→ **What to do**:
#1 In the reflection on maths teaching in America, what year did the writer arrive in the United States?
#2 Write the next paragraph of the reflection on maths teaching in America, picking up after its final sentence.

Plaxy Arthur reflects on her American experience
I arrived in the United States in 1999 to take up a teaching post at an independent selective high school in Washington DC, having been head of a successful mathematics department in a selective UK girls' independent school for several years. I came with preconceived ideas about maths education in the US - everyone has heard how low Americans score in world ratings. I was in for a shock.
Not only were the students there far more motivated and success-driven than in England, but their academic level was, in some areas, far higher. The average US student will study maths for far longer than UK students do, usually well into college, and within a very abstract and rigorous syllabus, too. This is excellent training for those going into pure maths, but for the rest it is too easy to slip through the net, and not become even solidly numerate, let alone have a useful mathematical foundation.
The US operates on two very different systems: the divide between state and private education is even greater than it is in the UK, where different types of school are kept broadly together by the national curriculum and the constraints of the public examination system. In the US, every independent school is free to develop and teach curricula and courses of study entirely their own.

→ **Given entries**:
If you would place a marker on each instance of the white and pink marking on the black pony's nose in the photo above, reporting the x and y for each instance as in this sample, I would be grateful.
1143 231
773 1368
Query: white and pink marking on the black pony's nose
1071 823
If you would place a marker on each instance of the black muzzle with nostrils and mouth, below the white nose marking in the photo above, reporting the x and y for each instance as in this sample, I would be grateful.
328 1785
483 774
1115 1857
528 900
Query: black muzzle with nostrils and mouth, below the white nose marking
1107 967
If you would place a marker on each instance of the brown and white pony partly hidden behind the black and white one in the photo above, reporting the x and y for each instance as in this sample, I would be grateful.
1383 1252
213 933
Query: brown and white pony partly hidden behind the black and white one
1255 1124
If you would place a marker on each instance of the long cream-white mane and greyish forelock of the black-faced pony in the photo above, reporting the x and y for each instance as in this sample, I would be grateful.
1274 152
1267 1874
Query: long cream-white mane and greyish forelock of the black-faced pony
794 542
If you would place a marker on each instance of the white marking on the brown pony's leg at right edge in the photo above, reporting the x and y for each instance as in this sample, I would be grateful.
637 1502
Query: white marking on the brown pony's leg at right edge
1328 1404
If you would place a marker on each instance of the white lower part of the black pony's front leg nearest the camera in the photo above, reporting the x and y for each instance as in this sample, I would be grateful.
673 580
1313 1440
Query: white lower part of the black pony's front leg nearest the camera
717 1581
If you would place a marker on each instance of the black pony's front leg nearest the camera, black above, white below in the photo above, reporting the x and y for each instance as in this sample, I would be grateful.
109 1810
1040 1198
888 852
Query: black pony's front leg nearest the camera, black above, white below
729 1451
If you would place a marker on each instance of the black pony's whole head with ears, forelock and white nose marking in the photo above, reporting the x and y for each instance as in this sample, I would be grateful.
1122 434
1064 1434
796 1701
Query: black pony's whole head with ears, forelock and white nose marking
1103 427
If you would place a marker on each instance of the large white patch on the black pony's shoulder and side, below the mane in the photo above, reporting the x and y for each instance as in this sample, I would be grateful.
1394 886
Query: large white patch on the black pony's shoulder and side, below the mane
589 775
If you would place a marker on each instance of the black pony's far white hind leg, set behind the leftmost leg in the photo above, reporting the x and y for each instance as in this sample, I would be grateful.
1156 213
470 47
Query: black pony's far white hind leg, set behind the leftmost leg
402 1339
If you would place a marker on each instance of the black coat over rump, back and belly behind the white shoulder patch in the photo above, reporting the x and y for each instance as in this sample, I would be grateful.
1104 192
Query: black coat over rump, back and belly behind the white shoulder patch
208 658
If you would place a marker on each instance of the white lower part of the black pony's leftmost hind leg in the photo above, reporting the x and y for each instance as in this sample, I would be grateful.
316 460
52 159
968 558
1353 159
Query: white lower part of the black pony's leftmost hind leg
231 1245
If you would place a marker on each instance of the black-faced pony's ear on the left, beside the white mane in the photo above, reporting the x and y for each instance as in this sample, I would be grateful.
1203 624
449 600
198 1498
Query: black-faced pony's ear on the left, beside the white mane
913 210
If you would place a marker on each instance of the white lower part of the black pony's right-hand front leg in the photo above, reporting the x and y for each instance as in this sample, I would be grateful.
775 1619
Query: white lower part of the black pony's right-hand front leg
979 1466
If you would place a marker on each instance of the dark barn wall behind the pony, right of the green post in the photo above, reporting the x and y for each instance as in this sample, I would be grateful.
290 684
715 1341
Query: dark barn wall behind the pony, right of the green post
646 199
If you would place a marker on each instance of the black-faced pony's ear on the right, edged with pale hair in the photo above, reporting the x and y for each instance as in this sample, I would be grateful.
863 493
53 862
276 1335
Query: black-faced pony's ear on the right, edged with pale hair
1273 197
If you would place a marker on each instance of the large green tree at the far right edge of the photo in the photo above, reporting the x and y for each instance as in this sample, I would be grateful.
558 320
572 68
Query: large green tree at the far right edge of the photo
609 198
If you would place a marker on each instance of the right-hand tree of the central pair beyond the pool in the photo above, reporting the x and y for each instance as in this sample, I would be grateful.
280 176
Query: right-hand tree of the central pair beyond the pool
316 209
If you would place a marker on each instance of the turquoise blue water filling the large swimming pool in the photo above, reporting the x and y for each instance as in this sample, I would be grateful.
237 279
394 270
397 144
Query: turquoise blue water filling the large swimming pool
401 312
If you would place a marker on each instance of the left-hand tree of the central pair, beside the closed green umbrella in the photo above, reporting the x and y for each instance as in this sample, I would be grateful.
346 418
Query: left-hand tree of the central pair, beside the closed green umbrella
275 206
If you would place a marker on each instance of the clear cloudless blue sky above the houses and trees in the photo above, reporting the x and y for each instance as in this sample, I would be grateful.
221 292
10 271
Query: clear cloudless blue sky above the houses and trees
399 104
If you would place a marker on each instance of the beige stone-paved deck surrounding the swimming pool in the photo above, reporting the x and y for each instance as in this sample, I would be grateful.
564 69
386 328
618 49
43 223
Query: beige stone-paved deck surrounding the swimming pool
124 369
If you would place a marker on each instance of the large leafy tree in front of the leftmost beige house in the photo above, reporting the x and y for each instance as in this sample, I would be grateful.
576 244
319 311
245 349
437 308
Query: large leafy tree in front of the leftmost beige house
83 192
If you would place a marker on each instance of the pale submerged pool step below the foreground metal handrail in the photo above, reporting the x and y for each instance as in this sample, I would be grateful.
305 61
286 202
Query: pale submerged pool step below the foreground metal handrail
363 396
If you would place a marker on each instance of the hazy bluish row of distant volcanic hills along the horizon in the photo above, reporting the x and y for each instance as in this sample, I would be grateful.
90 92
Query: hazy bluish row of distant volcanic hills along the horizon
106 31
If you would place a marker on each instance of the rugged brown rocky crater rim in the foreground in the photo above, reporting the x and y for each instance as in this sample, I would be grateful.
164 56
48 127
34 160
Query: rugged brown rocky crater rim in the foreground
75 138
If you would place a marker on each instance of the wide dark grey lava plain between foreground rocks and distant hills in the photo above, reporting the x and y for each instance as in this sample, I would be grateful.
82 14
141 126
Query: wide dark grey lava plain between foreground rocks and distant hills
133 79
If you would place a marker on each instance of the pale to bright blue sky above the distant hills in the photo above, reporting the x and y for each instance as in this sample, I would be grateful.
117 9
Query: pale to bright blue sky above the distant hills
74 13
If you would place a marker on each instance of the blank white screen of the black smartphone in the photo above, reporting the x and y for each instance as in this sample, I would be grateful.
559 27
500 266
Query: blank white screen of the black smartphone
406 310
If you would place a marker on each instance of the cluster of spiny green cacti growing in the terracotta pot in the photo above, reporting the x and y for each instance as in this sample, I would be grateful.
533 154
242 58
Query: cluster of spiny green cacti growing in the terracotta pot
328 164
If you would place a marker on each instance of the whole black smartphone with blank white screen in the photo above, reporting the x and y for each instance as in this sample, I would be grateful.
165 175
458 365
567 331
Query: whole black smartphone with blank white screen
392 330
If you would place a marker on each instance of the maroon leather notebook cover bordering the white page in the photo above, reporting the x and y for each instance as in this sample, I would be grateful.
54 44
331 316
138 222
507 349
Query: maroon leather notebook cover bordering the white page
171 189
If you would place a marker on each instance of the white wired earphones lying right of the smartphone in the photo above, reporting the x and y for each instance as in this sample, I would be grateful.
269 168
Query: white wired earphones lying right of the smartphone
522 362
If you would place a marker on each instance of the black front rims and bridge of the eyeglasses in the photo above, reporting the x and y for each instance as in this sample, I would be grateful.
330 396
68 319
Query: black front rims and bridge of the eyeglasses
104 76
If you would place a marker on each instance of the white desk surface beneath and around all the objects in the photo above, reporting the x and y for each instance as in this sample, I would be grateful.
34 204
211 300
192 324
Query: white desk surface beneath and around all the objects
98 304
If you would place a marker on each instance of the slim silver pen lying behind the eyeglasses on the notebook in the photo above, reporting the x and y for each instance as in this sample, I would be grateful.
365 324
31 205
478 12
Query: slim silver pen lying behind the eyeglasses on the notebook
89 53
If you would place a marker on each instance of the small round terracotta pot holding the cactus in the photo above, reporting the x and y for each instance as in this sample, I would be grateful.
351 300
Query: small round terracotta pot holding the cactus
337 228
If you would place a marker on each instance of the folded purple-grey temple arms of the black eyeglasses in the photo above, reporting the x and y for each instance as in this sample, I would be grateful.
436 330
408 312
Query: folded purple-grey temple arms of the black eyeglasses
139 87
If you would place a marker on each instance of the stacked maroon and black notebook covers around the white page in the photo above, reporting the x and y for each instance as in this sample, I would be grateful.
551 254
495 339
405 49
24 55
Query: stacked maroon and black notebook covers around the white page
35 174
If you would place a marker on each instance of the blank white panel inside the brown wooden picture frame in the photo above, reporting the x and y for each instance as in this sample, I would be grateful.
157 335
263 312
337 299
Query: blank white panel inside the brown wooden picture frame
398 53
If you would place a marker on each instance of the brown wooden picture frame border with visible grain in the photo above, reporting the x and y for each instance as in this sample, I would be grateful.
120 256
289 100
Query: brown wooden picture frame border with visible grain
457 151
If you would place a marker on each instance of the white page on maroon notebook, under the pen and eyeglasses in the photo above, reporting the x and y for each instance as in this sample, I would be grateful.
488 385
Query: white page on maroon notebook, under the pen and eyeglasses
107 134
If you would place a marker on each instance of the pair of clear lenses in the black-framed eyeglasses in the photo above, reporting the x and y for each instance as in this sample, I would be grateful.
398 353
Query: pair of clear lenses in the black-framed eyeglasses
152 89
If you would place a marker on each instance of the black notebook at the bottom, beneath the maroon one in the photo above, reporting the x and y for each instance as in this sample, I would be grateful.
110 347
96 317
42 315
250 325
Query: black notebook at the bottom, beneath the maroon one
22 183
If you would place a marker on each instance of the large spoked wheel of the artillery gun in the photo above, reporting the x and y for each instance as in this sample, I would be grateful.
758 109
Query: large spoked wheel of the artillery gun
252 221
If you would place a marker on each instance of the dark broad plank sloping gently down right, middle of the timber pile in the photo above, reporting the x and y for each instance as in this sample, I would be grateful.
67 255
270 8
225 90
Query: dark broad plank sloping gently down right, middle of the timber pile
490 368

→ **Replies**:
#1 1999

#2
Nationally, the most standard US high-school curriculum offers algebra 1 in Year 10, geometry in Year 11, algebra 2 with trigonometry in Year 12, and pre-calculus in Year 13. Some schools will do algebra 1 in Year 9, so that students can get to calculus before they leave high school.
Naturally, as a mathematician, I agree that maths is probably the best training in thinking, in logical deduction; but its value is not diminished if set in context. Creative thinking needed to extract mathematical information from a complex situation is a stimulating challenge - the perfect training for budding scientists, engineers or even economists. In the US this is eschewed for a rigorously abstract pedagogy. In contrast, able students in the UK will have studied more mathematical applications and the weaker ones will have more practical mathematical tools to apply to problems later in their lives.
In my rather elite school, racially and culturally diverse, full of confident, self-assured young people, I was amazed to find juniors (UK Year 12) studying very advanced and rigorous calculus, such as Rolle's theorem and the differentiability of functions; seniors (UK Year 13) learn linear algebra and multi-variable calculus. Lower down the school, 14-year-olds were solving equations in complex numbers, or studying Euclidean geometry from first principes, including a thorough look at proof, and 15-year-olds were learning about groups and fields.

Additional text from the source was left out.